— DATA SECTION —
++++++++++

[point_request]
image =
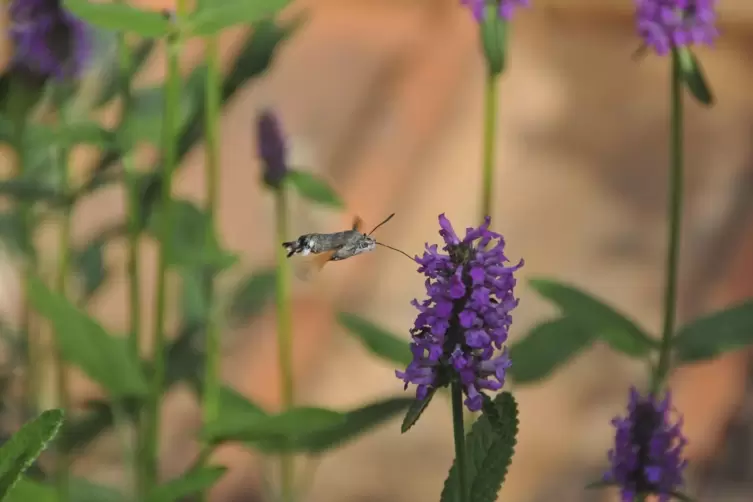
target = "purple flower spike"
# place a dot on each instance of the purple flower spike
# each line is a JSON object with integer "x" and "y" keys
{"x": 466, "y": 315}
{"x": 647, "y": 454}
{"x": 49, "y": 41}
{"x": 668, "y": 24}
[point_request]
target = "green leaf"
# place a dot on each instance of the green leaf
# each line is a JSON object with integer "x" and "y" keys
{"x": 621, "y": 333}
{"x": 120, "y": 17}
{"x": 314, "y": 188}
{"x": 494, "y": 31}
{"x": 356, "y": 423}
{"x": 415, "y": 411}
{"x": 252, "y": 295}
{"x": 25, "y": 446}
{"x": 379, "y": 341}
{"x": 489, "y": 451}
{"x": 85, "y": 343}
{"x": 547, "y": 347}
{"x": 284, "y": 427}
{"x": 713, "y": 335}
{"x": 190, "y": 483}
{"x": 693, "y": 76}
{"x": 213, "y": 17}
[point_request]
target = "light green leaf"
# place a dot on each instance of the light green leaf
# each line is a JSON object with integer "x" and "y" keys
{"x": 547, "y": 347}
{"x": 713, "y": 335}
{"x": 621, "y": 333}
{"x": 213, "y": 17}
{"x": 379, "y": 341}
{"x": 313, "y": 188}
{"x": 120, "y": 17}
{"x": 85, "y": 343}
{"x": 25, "y": 446}
{"x": 190, "y": 483}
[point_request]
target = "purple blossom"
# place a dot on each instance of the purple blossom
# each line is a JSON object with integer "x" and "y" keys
{"x": 270, "y": 144}
{"x": 667, "y": 24}
{"x": 505, "y": 8}
{"x": 466, "y": 315}
{"x": 49, "y": 41}
{"x": 647, "y": 454}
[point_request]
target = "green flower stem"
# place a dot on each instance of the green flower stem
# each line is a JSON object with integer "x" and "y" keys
{"x": 459, "y": 430}
{"x": 134, "y": 222}
{"x": 284, "y": 334}
{"x": 211, "y": 394}
{"x": 150, "y": 461}
{"x": 674, "y": 225}
{"x": 491, "y": 98}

++++++++++

— WHAT IS REQUIRED —
Reproduce the entire listing above with every occurrence of "place a dot" changed to "mark a point" and nothing else altered, leaving out the pictures.

— THE SOLUTION —
[point_request]
image =
target = "purple flower spike"
# mark a point on each instance of the purple flower spike
# each line is a JSON object with integer "x" and "y" keys
{"x": 466, "y": 315}
{"x": 647, "y": 454}
{"x": 49, "y": 41}
{"x": 668, "y": 24}
[point_request]
target = "green leaf"
# mark a point on each instance of the green leaf
# each line is a JSON object with integer "x" and "y" keys
{"x": 621, "y": 333}
{"x": 120, "y": 17}
{"x": 314, "y": 188}
{"x": 494, "y": 31}
{"x": 356, "y": 423}
{"x": 415, "y": 411}
{"x": 252, "y": 295}
{"x": 25, "y": 446}
{"x": 379, "y": 341}
{"x": 489, "y": 451}
{"x": 85, "y": 343}
{"x": 547, "y": 347}
{"x": 284, "y": 427}
{"x": 713, "y": 335}
{"x": 190, "y": 483}
{"x": 693, "y": 76}
{"x": 213, "y": 17}
[point_request]
target = "light green leaf"
# mark a point on each instance of the light green leaf
# each line is a JSON object with integer "x" and "y" keys
{"x": 547, "y": 347}
{"x": 713, "y": 335}
{"x": 621, "y": 333}
{"x": 213, "y": 17}
{"x": 379, "y": 341}
{"x": 313, "y": 188}
{"x": 120, "y": 17}
{"x": 85, "y": 343}
{"x": 25, "y": 446}
{"x": 190, "y": 483}
[point_request]
target = "purple blossom"
# mark a point on each instance of the purple blossom
# each line is a JSON object with integer "x" and "y" keys
{"x": 270, "y": 144}
{"x": 667, "y": 24}
{"x": 505, "y": 8}
{"x": 466, "y": 315}
{"x": 49, "y": 41}
{"x": 647, "y": 454}
[point_request]
target = "green flower stem"
# mark a point on each instance of the green flower stem
# each line is a JSON object with integer "x" and "y" keys
{"x": 459, "y": 430}
{"x": 134, "y": 222}
{"x": 284, "y": 334}
{"x": 211, "y": 394}
{"x": 150, "y": 461}
{"x": 674, "y": 225}
{"x": 491, "y": 98}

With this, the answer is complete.